§ WHAT IS BEING ASKED
Every record here should be printed again exactly.

......

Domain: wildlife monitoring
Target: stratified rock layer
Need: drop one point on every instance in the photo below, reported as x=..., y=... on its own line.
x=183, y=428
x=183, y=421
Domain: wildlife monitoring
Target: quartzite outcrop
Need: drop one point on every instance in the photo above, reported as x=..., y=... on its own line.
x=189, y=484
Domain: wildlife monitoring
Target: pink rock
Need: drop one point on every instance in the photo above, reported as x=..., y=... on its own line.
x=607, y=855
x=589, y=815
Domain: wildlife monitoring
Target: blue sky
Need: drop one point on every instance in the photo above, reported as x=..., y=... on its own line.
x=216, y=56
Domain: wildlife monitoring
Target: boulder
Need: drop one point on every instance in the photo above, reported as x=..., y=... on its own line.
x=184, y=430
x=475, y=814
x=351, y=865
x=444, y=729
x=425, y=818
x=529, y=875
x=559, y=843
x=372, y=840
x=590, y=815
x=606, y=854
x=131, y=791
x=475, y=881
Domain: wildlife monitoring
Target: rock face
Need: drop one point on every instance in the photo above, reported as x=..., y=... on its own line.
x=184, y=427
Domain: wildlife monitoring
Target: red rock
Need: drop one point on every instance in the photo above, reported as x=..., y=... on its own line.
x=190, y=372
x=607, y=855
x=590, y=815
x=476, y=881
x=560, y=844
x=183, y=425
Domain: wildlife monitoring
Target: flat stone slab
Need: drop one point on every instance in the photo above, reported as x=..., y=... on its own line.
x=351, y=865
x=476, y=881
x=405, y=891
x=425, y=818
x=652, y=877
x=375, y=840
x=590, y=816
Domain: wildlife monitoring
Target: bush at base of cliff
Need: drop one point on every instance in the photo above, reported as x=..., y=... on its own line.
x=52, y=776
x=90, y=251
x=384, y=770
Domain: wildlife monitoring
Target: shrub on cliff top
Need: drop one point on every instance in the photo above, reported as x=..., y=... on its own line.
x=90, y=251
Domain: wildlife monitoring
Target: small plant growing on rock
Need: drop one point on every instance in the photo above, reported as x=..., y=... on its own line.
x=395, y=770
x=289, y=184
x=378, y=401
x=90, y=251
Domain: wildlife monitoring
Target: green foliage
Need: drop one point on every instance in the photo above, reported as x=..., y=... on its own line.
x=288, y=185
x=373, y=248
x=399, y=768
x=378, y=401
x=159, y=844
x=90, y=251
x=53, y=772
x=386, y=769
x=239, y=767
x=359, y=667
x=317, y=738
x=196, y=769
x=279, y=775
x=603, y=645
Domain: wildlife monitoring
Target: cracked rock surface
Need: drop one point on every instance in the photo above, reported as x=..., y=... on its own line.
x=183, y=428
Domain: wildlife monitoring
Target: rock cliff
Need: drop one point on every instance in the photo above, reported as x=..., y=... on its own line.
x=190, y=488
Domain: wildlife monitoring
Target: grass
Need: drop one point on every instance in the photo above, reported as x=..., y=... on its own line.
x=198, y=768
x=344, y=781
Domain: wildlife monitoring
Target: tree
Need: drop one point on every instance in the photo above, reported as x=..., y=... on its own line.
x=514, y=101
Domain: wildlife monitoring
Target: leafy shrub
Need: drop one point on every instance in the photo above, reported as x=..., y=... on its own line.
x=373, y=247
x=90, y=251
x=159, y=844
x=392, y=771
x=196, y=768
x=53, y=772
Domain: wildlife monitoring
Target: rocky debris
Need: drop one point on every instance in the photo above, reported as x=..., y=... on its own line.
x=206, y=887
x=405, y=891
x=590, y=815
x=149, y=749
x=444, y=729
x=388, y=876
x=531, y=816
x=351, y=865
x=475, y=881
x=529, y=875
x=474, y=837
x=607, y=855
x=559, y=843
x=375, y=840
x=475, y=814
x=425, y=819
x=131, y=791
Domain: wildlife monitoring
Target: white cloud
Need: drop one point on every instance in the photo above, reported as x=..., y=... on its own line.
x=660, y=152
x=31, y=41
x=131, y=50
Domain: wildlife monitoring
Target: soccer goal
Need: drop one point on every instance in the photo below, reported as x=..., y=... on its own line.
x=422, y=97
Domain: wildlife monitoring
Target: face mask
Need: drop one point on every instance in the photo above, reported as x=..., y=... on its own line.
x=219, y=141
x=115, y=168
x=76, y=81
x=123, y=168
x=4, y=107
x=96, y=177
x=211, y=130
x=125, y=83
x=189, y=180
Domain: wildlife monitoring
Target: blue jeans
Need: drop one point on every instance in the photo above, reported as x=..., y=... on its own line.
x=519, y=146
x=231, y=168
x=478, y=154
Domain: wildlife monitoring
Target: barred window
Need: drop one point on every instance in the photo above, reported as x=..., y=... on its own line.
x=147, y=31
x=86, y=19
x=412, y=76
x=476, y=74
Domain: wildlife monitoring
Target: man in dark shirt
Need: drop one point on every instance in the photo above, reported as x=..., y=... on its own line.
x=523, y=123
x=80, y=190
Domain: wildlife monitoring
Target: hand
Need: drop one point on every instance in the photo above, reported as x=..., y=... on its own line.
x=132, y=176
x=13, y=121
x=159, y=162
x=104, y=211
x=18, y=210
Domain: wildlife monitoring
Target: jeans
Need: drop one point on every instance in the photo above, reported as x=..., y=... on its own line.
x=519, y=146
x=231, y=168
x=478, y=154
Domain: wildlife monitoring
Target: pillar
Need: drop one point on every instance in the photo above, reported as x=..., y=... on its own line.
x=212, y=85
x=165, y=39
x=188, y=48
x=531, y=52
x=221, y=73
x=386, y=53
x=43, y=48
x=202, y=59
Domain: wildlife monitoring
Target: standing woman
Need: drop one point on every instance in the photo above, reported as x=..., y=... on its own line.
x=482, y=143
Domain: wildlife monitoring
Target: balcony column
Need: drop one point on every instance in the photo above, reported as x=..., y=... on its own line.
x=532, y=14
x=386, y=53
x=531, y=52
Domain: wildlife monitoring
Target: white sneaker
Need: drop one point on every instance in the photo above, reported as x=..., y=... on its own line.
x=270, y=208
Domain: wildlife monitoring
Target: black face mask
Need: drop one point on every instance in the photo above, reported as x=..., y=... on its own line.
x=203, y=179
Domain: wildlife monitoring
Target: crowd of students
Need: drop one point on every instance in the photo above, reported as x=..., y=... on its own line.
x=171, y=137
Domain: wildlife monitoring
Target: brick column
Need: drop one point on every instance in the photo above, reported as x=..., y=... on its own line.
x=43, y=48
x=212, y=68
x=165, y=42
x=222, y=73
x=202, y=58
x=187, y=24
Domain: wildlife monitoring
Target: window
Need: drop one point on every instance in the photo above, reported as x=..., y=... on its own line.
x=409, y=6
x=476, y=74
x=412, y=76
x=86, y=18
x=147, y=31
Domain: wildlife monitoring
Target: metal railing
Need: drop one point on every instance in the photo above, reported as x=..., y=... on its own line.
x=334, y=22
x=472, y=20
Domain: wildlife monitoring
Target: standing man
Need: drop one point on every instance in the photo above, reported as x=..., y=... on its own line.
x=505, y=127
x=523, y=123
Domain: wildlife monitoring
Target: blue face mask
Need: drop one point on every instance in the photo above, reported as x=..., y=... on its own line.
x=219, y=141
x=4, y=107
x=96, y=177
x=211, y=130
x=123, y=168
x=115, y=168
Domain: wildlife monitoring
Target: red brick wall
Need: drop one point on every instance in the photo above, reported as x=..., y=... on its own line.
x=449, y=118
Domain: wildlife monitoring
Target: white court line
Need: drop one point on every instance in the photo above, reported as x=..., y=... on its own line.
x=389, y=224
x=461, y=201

......

§ SOLUTION
Domain: wildlife monitoring
Target: stratified rock layer
Need: drop one point on every instance in the photo below, reported as x=..., y=... on its own line.
x=183, y=428
x=183, y=421
Domain: wildlife monitoring
Target: quartzite outcrop
Need: drop one point on every instance in the photo above, reported as x=..., y=... on its own line.
x=189, y=484
Domain: wildlife monitoring
Target: pink rock
Need: drop one point on every instance in the photo above, reported as x=..., y=... on its own line.
x=607, y=855
x=589, y=815
Domain: wildlife monitoring
Target: blue sky
Need: drop one point on every instance in the photo above, reported as x=..., y=... on its own line.
x=216, y=56
Domain: wildlife monitoring
Target: boulder
Need: drop one point on every instance in the photo above, reported as x=..., y=... on its own line.
x=184, y=430
x=475, y=814
x=351, y=865
x=444, y=729
x=425, y=818
x=529, y=875
x=559, y=843
x=372, y=840
x=590, y=815
x=606, y=854
x=131, y=791
x=475, y=881
Domain: wildlife monitoring
Target: rock face
Need: drop one point on every instance in the photo above, reported as x=..., y=... on its own line.
x=184, y=427
Domain: wildlife monitoring
Target: red rock
Need: drop one point on every instance in the photo above, reported as x=..., y=... on its own line.
x=190, y=372
x=607, y=855
x=590, y=815
x=476, y=881
x=560, y=844
x=183, y=425
Domain: wildlife monitoring
Target: flat stone slab
Need: drop one point on every instance in the photo above, reported as x=..., y=... on its own line.
x=351, y=865
x=476, y=881
x=405, y=891
x=425, y=818
x=652, y=877
x=375, y=840
x=590, y=816
Domain: wildlife monitoring
Target: bush at base of cliff
Need: drop one point on every instance in the photo above, reported as x=..., y=... on its own line.
x=52, y=776
x=90, y=251
x=384, y=770
Domain: wildlife monitoring
Target: shrub on cliff top
Need: drop one point on every instance in the photo above, reported as x=..., y=... on its own line.
x=90, y=251
Domain: wildlife monitoring
Target: small plant growing on rock
Need: drop one point on every instance in the photo above, reported as x=..., y=... on its own line.
x=395, y=770
x=289, y=184
x=378, y=401
x=90, y=251
Domain: wildlife monitoring
Target: green foliage
Need: drop one point on every instance in the photo above, reported as x=..., y=... on its own line.
x=288, y=185
x=373, y=248
x=399, y=768
x=378, y=401
x=159, y=844
x=90, y=251
x=53, y=772
x=386, y=769
x=239, y=767
x=359, y=667
x=317, y=738
x=196, y=769
x=279, y=775
x=603, y=645
Domain: wildlife monitoring
Target: cracked rock surface
Need: drop one point on every instance in the photo above, reported as x=..., y=... on its own line.
x=183, y=428
Domain: wildlife monitoring
Target: rock cliff
Need: drop one point on every instance in the photo above, reported as x=..., y=... on its own line.
x=190, y=488
Domain: wildlife monitoring
Target: grass
Need: drop one point on every instance in the photo above, reported as x=..., y=... on its own line.
x=198, y=768
x=344, y=781
Domain: wildlife monitoring
Target: tree
Need: drop one point on every instance in the photo above, reported as x=..., y=... on its own line.
x=514, y=101
Domain: wildlife monitoring
Target: leafy shrub
Need: drop one point on every instance in the photo above, reported as x=..., y=... on its own line.
x=373, y=247
x=90, y=251
x=159, y=844
x=392, y=771
x=196, y=768
x=53, y=772
Domain: wildlife monitoring
Target: rocky debris
Need: drop one point on every instance in the photo above, reported as x=..., y=... on its own line.
x=206, y=887
x=405, y=891
x=590, y=815
x=149, y=749
x=444, y=729
x=388, y=876
x=531, y=816
x=351, y=865
x=475, y=881
x=529, y=875
x=474, y=837
x=607, y=855
x=559, y=843
x=375, y=840
x=475, y=814
x=425, y=819
x=131, y=791
Domain: wildlife monitoring
Target: white cloud
Need: drop one point on every instance in the photo above, reported as x=..., y=... on its own line.
x=660, y=152
x=31, y=41
x=131, y=50
Domain: wildlife monitoring
Target: soccer goal
Need: drop one point on every instance in the photo below, reported as x=..., y=... on its own line.
x=422, y=97
Domain: wildlife monitoring
Target: face mask
Need: drop one point on every instance in the photo above, reported as x=..., y=... on its own line.
x=219, y=141
x=115, y=168
x=76, y=81
x=123, y=168
x=4, y=107
x=96, y=177
x=211, y=130
x=125, y=83
x=189, y=180
Domain: wildlife monitoring
Target: blue jeans
Need: drop one point on every instance in the photo above, reported as x=..., y=... on its own line.
x=519, y=146
x=231, y=168
x=478, y=154
Domain: wildlife monitoring
Target: barred window
Need: drop one point on every instance in the photo above, reported as x=..., y=... on its own line.
x=147, y=31
x=86, y=19
x=412, y=76
x=476, y=74
Domain: wildlife monitoring
Target: man in dark shirt
Need: drop one point on every instance in the photo above, reported as x=..., y=... on its own line.
x=523, y=123
x=80, y=190
Domain: wildlife monitoring
Target: hand
Need: drop one point on every instance in the photo above, reported as x=..., y=... on its own line.
x=132, y=176
x=13, y=121
x=159, y=162
x=104, y=211
x=18, y=210
Domain: wildlife monitoring
Target: jeans
Need: drop one point on every instance in the photo above, reported as x=..., y=... on its own line.
x=519, y=146
x=231, y=168
x=478, y=154
Domain: wildlife monitoring
Target: pillar
Need: drop one point on every instance in the photo above, reported as x=..., y=... on its own line.
x=212, y=85
x=165, y=39
x=188, y=48
x=531, y=52
x=221, y=73
x=386, y=53
x=43, y=48
x=202, y=59
Domain: wildlife monitoring
Target: standing woman
Need: drop one point on every instance in the photo above, reported as x=..., y=... on its own line.
x=482, y=143
Domain: wildlife monitoring
Target: balcony column
Need: drop one point on every instance in the photo above, reported as x=..., y=... on its own line.
x=532, y=14
x=386, y=53
x=531, y=52
Domain: wildlife monitoring
Target: white sneaker
Need: drop one point on every instance in the photo above, reported as x=..., y=... on its own line.
x=270, y=208
Domain: wildlife monitoring
Target: black face mask
Need: drop one point on every instance in the photo above, reported as x=..., y=... on its own line.
x=203, y=179
Domain: wildlife monitoring
Target: crowd of students
Need: drop one point on every instance in the photo above, reported as x=..., y=... on its own line.
x=171, y=137
Domain: wildlife monitoring
Target: brick column
Need: drop one point on every instance in the photo above, reported as x=..., y=... on its own line.
x=43, y=48
x=212, y=68
x=165, y=42
x=222, y=73
x=202, y=58
x=187, y=24
Domain: wildlife monitoring
Target: window
Need: drop one point on every instance in the photo above, reported as x=..., y=... on its own line.
x=409, y=6
x=476, y=74
x=412, y=76
x=86, y=18
x=147, y=31
Domain: wildlife monitoring
Target: metal railing
Need: drop one point on every instance in the photo above, reported as x=..., y=... on its own line.
x=334, y=22
x=472, y=20
Domain: wildlife monitoring
Target: standing man
Need: drop one point on every instance in the photo above, reported as x=..., y=... on its own line.
x=505, y=127
x=523, y=123
Domain: wildlife monitoring
Target: blue face mask
Need: drop one point on every instance in the photo above, reported as x=..., y=... on its own line.
x=219, y=141
x=4, y=107
x=96, y=177
x=211, y=130
x=123, y=168
x=115, y=168
Domain: wildlife monitoring
Target: red brick wall
Need: drop one point on every instance in the photo above, reported as x=..., y=... on its own line.
x=449, y=118
Domain: wildlife monitoring
Target: white court line
Need: drop one point on every instance in the photo above, reported as x=..., y=... on its own line.
x=389, y=224
x=461, y=201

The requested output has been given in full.